[Selected extract]:

**********

Reflective Lessons: August the Month of Opposites.

This is really a reflection of some strange torn feelings that August has brought into my mind, but before I get to that I feel it is necessary to understand how I got to these reflections. So I will start with bullet-journaling. I contribute my success for weight loss and all around stronger mental health to keeping up with Bullet Journaling. This small part of my daily life carved time for reflection and organization. 

Organization 
  • Single place to put down training plans and to-do lists. 
  • Single place to put down all my meetings, tasks, and events. 
  • Provides a space to chunk out big tasks so that I am successful with the goals I set for myself. 
The most important part of the Bullet Journal process though was the built-in reflection piece. Organization is great in that tasks get complete, I don't lose sight of the small things when stressed, and I make sure the important things get done first. Sometimes though tasks just become tasks. Part of the minute rat race that life sometimes becomes when you are busy. The reflection piece is what kept me motivated and got me back to where I was before I started to let myself go a bit. 

Reflection Lessons 
  • I learned that the first thing I do when I am stressed is let my diet go. I get take out more often. I am more likely to eat chocolate or grab a bag of chip whether I need it or not.  
    • Solution: Keep track of this behavior. Have honest conversations. Confront what is bothering me instead of going for the easy fixes of grabbing a candy bar. 
  • My lack of sleep is either tied to positive energy that I don't want to let go of or negative energy that I just cannot find a solution to. My mind has hard time turning off when it is stimulated. 
    • Solution: Talking things out with my friends. Journaling. Olly Sleep gummies. Nightly meditation.  
  • Every month I keep track of my moods and my habits which paints a picture of my mental state of the month. 
    • Solution: Reflect and build in habits to look at for the next month to address some of the things I went through. 
  • Realized I missed having conversations with people and meeting new people.

**********

[Dataset]:
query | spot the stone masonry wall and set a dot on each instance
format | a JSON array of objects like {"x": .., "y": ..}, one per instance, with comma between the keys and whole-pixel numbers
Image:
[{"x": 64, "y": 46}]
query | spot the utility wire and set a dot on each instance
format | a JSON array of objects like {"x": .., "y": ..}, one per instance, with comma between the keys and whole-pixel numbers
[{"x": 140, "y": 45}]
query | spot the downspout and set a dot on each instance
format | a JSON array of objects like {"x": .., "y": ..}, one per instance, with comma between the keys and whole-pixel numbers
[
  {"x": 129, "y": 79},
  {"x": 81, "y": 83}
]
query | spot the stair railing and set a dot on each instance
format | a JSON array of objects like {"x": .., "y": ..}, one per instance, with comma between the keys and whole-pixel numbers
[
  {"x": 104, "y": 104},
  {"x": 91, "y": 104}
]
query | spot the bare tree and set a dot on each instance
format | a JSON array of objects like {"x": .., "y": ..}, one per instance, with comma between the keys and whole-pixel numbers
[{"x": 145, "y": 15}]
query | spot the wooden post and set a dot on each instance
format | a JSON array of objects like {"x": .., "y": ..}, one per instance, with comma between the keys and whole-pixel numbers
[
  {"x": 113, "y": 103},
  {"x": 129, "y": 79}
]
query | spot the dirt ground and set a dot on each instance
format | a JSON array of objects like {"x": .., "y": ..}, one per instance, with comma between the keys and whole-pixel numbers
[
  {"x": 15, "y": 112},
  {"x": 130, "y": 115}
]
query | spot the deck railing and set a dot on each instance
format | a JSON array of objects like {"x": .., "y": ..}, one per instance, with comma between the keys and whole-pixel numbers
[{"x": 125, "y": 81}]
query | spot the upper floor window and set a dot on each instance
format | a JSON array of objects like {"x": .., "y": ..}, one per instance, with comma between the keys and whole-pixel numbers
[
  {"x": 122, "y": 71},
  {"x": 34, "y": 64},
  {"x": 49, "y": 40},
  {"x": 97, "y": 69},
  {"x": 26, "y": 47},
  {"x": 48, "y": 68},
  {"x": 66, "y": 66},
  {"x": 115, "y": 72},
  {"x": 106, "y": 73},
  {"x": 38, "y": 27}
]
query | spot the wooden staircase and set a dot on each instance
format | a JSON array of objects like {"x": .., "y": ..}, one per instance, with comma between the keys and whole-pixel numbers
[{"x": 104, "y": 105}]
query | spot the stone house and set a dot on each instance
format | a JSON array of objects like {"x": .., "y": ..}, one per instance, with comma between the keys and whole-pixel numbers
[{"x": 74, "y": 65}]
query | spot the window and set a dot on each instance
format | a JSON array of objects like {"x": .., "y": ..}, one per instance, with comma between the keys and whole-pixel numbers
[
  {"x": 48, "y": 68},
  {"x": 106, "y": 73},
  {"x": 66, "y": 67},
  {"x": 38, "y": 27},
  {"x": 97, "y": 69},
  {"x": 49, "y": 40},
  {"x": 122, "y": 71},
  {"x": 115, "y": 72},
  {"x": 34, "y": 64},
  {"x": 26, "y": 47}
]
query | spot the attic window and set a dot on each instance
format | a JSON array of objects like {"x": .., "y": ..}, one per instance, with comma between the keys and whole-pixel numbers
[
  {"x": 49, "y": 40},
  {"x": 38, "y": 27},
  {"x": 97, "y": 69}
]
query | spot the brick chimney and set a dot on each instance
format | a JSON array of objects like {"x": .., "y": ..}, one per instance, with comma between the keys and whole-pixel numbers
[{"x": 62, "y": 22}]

**********

[Task brief]: Reproduce, word for word, the passage of the August reflection that opens with the words containing "This is really" and closes with "and to-do lists.".

[Task solution]:
This is really a reflection of some strange torn feelings that August has brought into my mind, but before I get to that I feel it is necessary to understand how I got to these reflections. So I will start with bullet-journaling. I contribute my success for weight loss and all around stronger mental health to keeping up with Bullet Journaling. This small part of my daily life carved time for reflection and organization. 

Organization 
  • Single place to put down training plans and to-do lists.